(A block of data)
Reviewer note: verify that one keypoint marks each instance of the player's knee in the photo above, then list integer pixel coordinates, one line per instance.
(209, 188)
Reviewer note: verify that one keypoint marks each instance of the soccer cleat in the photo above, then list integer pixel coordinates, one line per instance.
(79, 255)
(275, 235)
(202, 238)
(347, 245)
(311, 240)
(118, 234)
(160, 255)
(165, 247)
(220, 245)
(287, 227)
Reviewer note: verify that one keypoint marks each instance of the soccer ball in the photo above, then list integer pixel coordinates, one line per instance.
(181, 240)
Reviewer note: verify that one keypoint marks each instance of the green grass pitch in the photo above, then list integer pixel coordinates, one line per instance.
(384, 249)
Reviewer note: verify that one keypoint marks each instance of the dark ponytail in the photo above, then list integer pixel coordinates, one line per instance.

WHAT YOU ARE ASKED TO DO:
Change every "Reviewer note" in the entries above to "Annotator note", and reproduce the entries with no other alterations.

RESULT:
Annotator note: verify that one keypoint marks each instance of the player's knee in the photo above, then list integer pixel coordinates, one line per instance.
(209, 188)
Annotator note: verify that one keypoint marks each instance of the soccer cleat in the photo above, then list integer pixel coordinates, one line per instance.
(79, 255)
(275, 235)
(202, 238)
(347, 245)
(311, 240)
(118, 234)
(160, 255)
(165, 247)
(220, 245)
(287, 227)
Annotator note: verify that one keypoint marks each instance of the soccer ball in the photo above, then list integer pixel coordinates, one line per instance.
(181, 240)
Annotator note: verify that one keypoint marks each instance of the green grass pitch in the photo above, then list integer pixel coordinates, one line per instance.
(384, 249)
Annotator note: verify that one keypoint marks each instance of the dark ponytail in the photo above, then list integer pixel coordinates, one line per instance.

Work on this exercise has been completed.